** Texto para leer **
La derecha se une
porque tiene mucho que perder. La izquierda no. Y ahí aparece la soberbia. Lo
que está en disputa no es la tenencia de los mejores y más costosos bienes (el
automóvil Ferrari, el reloj Rolex de oro, el whisky escocés añejo, las bolsas
Louis Vuitton) sino quién sabe más. El mito del saber absoluto funciona como el
objeto preciado.
Marcelo Colussi / Para Con Nuestra América
Desde Ciudad de
Guatemala
El título del presente
texto puede llevar a equívocos: ¿acaso la soberbia tiene ideología? En un
sentido, como todo concepto perteneciente a un marco determinado de valores:
sí. Pero en tanto acción humana común a todos los mortales, por supuesto que
no, pues no es ni de izquierda ni de derecha en términos políticos. Es, según
el Diccionario de la Real Academia Española, la “Altivez y apetito desordenado de ser preferido a otros”. Está en el
mismo ámbito semántico que la petulancia, la altanería, la jactancia; en otros
términos: el menosprecio del otro a partir de la supervaloración de sí mismo.
Ahora bien: el hecho de
presentarla a través de esa provocativa pregunta tiene una finalidad muy
precisa: abrir el debate en torno al porqué de su marcada persistencia en el
campo amplio de lo que llamamos izquierda (entendiendo por tal aquella postura
que es crítica, en mayor o menor medida, con lo establecido, que intenta
construir algo novedoso y superador a partir de lo dado).

** Material proporcionado **
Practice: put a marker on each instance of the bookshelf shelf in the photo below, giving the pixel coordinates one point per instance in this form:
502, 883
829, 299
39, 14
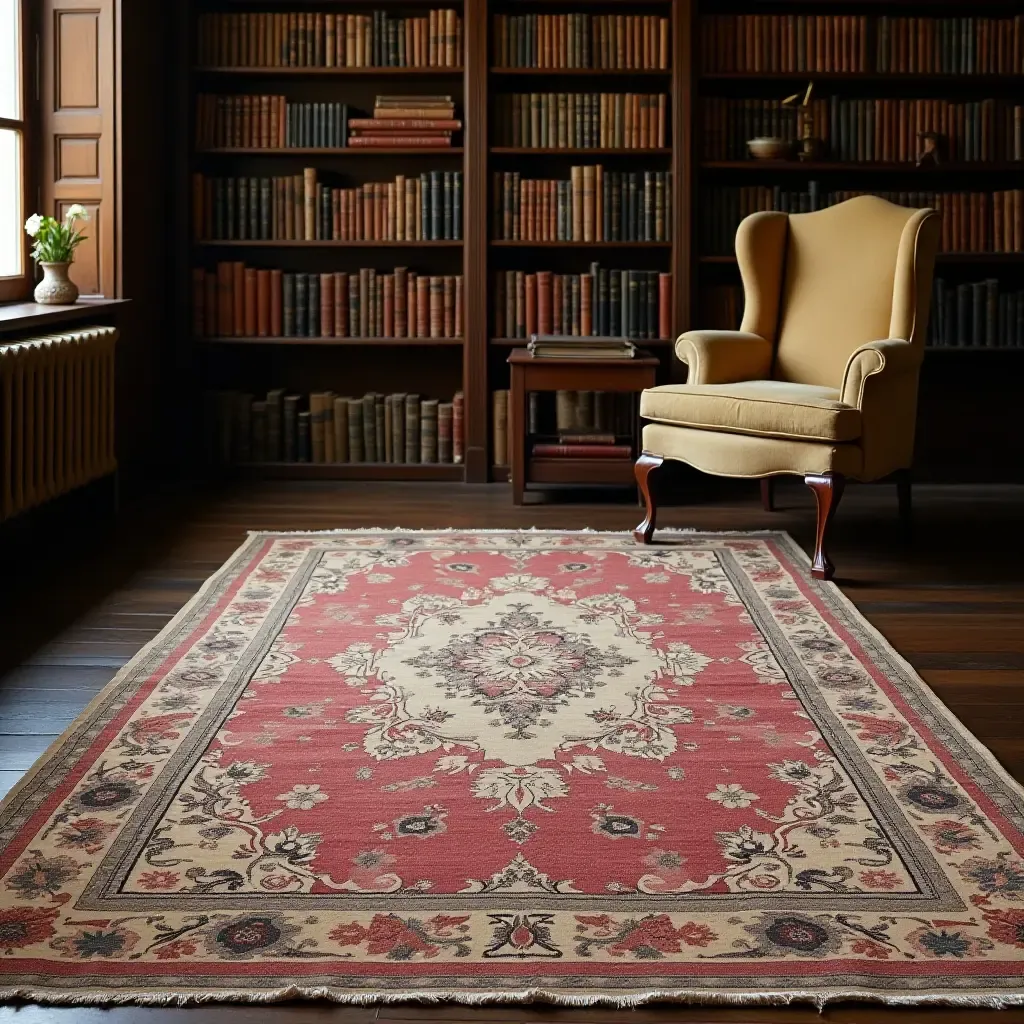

** Lista de tareas **
A. Traduce al inglés esta oración del texto sobre la soberbia: "El mito del saber absoluto funciona como el objeto preciado."
B. Imprime sin cambios el fragmento del texto sobre la soberbia que comienza con "La derecha se" y continúa hasta "objeto preciado.".
Este material no guarda relación con el texto.

** Resultados finales **
A. The myth of absolute knowledge works as the prized object.

B.
La derecha se une
porque tiene mucho que perder. La izquierda no. Y ahí aparece la soberbia. Lo
que está en disputa no es la tenencia de los mejores y más costosos bienes (el
automóvil Ferrari, el reloj Rolex de oro, el whisky escocés añejo, las bolsas
Louis Vuitton) sino quién sabe más. El mito del saber absoluto funciona como el
objeto preciado.